● Given problem
Pull out every line from the line containing "One point marks each instance of the gray" through the end of the material, both ends included, and reproduce it exactly. Keep pictures out.
-- begin Supplied records --
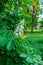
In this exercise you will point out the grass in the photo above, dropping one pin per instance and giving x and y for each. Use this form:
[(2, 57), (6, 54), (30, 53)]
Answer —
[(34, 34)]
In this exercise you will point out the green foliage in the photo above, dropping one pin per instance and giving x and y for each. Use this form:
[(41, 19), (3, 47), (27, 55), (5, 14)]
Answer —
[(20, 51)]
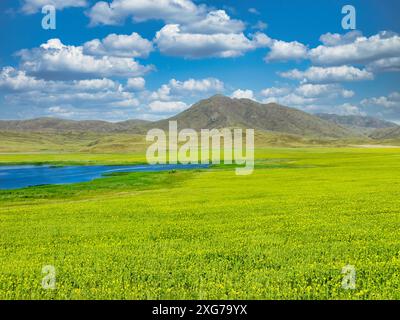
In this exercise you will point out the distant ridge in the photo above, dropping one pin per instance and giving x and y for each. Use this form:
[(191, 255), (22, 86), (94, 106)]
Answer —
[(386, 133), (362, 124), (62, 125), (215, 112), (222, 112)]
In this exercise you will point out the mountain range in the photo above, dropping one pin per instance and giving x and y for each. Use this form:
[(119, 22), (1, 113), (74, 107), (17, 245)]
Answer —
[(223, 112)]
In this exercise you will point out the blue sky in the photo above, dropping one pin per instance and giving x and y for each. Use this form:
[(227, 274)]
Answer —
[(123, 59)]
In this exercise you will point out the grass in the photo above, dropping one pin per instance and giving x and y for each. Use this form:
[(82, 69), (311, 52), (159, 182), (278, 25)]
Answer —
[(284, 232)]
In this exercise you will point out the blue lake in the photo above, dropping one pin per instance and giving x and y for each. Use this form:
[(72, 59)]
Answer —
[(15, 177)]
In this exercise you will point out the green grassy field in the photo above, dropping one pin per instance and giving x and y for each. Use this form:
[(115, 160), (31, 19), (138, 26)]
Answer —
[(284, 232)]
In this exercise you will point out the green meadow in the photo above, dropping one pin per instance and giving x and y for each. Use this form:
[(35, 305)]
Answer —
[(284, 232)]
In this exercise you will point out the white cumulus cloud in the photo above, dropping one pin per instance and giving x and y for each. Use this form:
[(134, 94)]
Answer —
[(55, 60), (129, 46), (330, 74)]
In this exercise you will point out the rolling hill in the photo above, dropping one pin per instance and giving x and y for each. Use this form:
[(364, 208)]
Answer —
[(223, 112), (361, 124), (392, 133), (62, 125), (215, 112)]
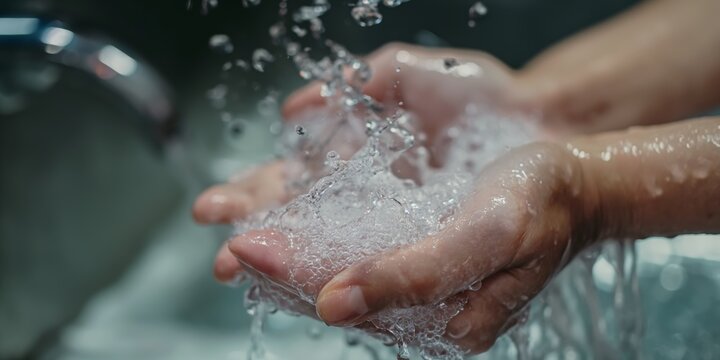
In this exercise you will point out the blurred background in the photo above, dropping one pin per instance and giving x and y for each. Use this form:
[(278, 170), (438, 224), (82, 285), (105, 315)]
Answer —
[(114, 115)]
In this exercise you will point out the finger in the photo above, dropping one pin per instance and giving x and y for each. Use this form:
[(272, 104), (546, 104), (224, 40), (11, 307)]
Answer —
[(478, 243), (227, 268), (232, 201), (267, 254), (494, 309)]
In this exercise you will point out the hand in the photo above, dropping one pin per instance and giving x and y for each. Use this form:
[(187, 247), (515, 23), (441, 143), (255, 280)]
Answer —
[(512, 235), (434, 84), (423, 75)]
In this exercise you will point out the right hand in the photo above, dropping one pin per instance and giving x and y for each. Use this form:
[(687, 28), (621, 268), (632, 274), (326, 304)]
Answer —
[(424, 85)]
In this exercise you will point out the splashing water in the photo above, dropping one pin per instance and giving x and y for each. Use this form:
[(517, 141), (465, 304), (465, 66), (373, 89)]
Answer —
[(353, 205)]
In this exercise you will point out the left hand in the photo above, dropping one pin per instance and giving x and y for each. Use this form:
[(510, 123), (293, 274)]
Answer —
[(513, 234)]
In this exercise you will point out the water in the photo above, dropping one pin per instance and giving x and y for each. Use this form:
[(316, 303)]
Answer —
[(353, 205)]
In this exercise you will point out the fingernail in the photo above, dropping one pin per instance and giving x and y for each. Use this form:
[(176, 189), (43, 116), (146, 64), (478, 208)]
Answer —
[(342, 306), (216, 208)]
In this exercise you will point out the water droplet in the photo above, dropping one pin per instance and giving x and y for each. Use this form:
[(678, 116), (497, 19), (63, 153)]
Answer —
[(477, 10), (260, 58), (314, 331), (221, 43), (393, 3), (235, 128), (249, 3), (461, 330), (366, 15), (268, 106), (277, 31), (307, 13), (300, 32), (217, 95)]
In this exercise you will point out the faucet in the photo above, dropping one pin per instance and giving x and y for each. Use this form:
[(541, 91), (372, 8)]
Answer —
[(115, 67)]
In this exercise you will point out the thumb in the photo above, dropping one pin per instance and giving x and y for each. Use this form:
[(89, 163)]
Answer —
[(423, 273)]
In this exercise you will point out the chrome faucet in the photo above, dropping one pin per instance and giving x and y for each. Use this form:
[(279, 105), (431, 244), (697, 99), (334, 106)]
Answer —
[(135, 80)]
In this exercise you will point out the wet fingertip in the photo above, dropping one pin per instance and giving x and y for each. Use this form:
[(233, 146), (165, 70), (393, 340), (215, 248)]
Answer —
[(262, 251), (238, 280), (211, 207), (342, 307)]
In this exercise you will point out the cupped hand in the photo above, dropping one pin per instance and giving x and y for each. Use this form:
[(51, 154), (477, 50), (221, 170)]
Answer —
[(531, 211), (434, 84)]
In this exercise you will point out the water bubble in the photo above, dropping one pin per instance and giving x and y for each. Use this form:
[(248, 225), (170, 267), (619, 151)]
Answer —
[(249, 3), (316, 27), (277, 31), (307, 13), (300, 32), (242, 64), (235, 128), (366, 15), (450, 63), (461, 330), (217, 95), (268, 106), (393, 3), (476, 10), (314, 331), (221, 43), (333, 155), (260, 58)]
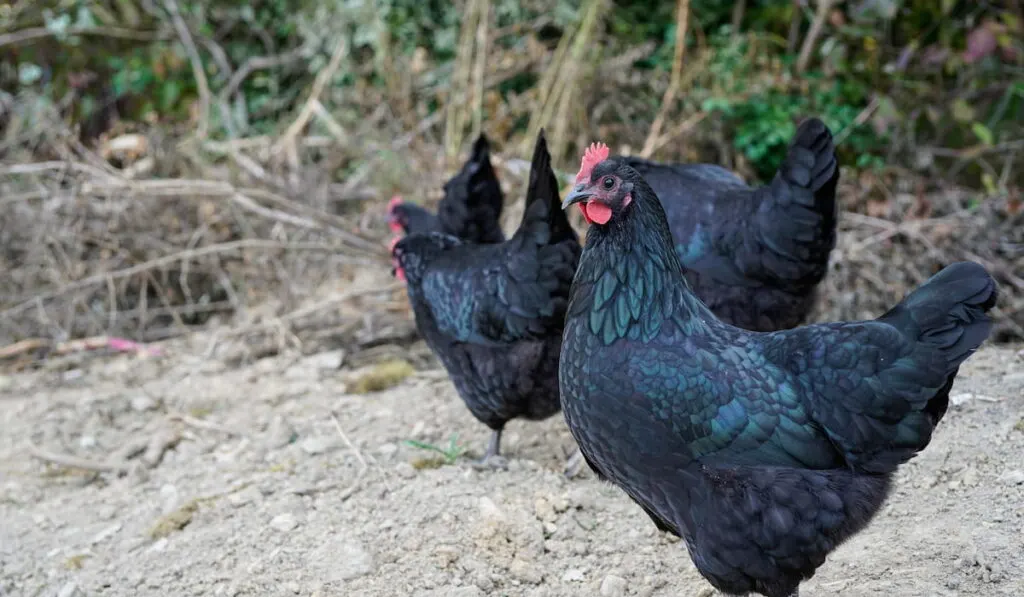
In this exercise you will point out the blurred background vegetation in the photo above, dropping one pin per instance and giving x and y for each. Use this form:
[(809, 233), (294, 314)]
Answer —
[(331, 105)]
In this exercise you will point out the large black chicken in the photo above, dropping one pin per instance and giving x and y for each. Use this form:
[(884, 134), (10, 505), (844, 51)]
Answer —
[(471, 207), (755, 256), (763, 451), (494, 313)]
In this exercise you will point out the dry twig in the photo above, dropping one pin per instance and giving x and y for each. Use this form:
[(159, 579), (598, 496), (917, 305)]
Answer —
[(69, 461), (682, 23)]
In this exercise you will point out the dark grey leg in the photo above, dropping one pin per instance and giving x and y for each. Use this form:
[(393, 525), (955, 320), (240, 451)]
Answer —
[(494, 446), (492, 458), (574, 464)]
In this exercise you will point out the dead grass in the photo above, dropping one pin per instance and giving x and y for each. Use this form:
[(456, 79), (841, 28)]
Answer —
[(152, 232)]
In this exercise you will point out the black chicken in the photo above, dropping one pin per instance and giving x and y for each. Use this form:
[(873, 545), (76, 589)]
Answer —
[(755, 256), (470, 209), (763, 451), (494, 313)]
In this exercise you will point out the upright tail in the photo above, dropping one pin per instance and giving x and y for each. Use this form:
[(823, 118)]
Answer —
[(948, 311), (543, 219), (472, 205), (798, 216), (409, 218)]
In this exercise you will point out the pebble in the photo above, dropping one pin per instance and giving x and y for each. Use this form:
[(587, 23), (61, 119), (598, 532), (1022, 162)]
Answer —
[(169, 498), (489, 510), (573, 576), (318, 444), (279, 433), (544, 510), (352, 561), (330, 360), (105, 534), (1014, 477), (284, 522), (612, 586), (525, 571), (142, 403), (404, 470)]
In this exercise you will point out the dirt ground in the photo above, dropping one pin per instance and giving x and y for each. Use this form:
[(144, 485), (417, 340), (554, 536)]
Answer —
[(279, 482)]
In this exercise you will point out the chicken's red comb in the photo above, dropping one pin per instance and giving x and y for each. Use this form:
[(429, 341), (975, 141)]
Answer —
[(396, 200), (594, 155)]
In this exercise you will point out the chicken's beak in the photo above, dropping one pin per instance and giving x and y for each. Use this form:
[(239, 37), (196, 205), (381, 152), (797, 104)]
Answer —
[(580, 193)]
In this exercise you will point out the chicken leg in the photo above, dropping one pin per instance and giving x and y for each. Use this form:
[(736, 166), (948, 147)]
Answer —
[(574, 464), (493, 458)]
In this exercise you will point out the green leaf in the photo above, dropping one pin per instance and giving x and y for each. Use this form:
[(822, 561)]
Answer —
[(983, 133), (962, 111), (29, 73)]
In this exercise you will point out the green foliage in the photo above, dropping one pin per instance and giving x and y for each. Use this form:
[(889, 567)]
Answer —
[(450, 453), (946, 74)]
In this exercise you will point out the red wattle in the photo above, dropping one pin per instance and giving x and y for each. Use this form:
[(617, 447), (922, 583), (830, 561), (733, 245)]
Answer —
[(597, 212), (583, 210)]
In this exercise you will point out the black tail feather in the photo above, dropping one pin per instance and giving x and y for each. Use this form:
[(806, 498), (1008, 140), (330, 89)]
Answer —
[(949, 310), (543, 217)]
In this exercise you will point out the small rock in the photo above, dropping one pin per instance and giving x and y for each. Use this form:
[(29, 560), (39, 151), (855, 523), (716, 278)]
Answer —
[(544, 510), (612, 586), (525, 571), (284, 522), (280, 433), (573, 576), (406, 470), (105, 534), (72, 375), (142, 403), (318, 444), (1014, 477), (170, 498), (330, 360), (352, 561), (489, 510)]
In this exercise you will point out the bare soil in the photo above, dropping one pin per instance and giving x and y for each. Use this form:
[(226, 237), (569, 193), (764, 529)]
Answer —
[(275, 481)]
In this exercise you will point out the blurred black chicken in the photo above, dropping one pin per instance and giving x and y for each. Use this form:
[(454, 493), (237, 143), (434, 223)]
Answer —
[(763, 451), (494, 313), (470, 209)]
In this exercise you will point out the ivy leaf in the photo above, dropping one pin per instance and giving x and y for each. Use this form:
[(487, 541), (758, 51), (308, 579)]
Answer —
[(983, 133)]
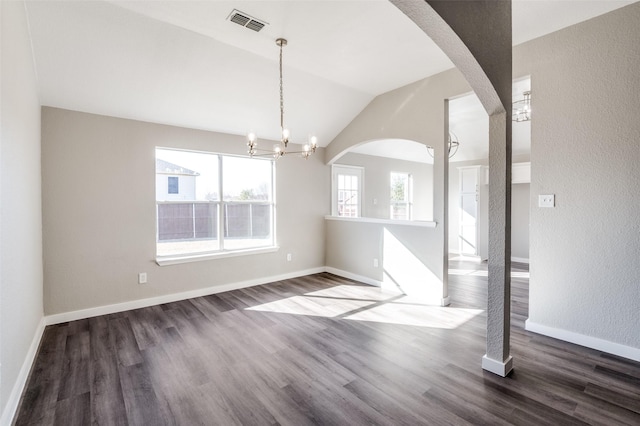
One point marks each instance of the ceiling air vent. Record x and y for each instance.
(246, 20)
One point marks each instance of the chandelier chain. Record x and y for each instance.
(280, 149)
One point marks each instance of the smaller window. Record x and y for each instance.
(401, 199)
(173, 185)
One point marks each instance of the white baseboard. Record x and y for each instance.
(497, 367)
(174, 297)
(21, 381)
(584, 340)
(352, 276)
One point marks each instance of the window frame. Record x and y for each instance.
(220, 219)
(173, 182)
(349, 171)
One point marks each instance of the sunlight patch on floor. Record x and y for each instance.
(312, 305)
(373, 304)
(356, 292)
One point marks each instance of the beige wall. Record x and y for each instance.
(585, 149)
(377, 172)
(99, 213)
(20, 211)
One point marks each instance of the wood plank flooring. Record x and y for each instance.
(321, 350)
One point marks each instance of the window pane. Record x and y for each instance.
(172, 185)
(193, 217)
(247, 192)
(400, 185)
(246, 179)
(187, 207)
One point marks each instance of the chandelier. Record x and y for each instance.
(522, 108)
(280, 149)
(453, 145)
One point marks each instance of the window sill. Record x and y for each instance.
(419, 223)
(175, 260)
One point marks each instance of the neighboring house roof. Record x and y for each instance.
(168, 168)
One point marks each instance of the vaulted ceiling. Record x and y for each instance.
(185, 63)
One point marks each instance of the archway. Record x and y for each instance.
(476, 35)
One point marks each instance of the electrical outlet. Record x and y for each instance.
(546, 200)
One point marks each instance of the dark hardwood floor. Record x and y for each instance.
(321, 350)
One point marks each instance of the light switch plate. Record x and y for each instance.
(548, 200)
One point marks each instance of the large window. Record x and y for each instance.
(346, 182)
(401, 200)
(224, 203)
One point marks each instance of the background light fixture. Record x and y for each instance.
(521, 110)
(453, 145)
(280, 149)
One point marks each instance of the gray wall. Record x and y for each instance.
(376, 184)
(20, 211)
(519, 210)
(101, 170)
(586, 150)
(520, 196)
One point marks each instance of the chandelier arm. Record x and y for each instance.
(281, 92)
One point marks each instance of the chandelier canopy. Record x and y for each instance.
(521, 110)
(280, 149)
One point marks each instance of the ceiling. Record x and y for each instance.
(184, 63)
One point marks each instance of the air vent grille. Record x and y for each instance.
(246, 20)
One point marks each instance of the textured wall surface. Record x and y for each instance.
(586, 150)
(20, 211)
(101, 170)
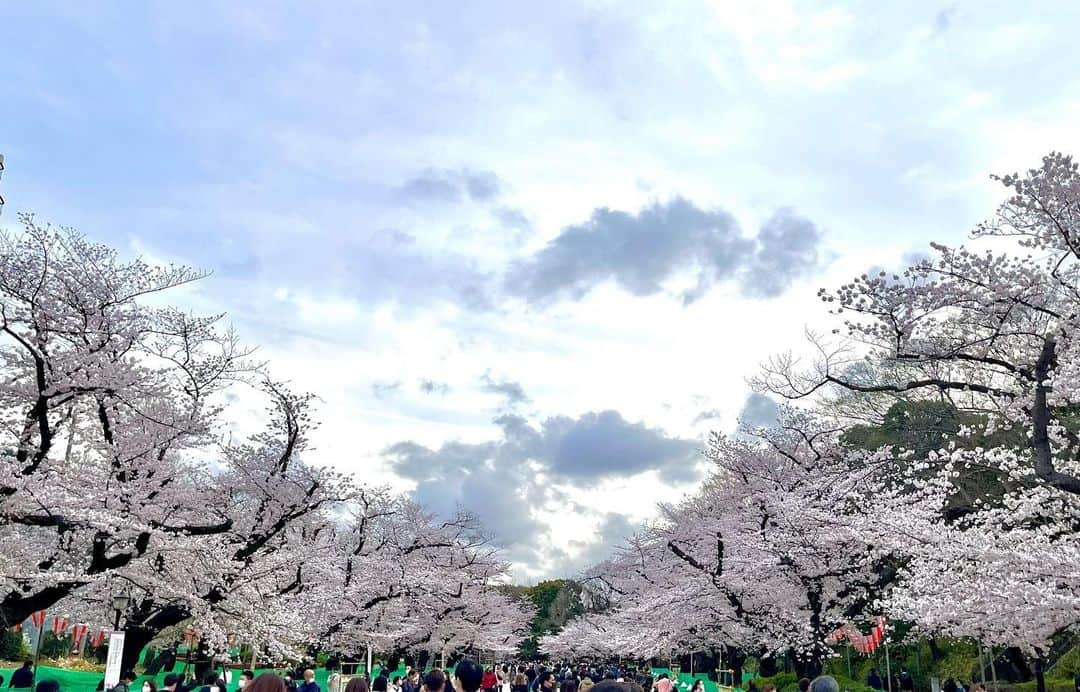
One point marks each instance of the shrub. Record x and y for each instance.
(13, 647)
-- end Supplied records --
● Result
One point marks each instance of the gray wall. Record x and y for each instance.
(376, 184)
(20, 211)
(519, 210)
(101, 170)
(586, 150)
(520, 196)
One point marks each instance of the chandelier arm. Record x and y for each instance.
(281, 92)
One point marks each instance of the chandelier canopy. Record x and y for each instance.
(521, 110)
(280, 149)
One point marks each instance of the ceiling. Record x and y for each instance.
(184, 63)
One point marks each instance of the air vent grille. Record x and y for each instance.
(246, 20)
One point marks each instance of the textured wall surface. Record x and y for each instance.
(586, 150)
(20, 211)
(101, 170)
One point marks each instance of the shrub. Record x and y for each instance.
(13, 647)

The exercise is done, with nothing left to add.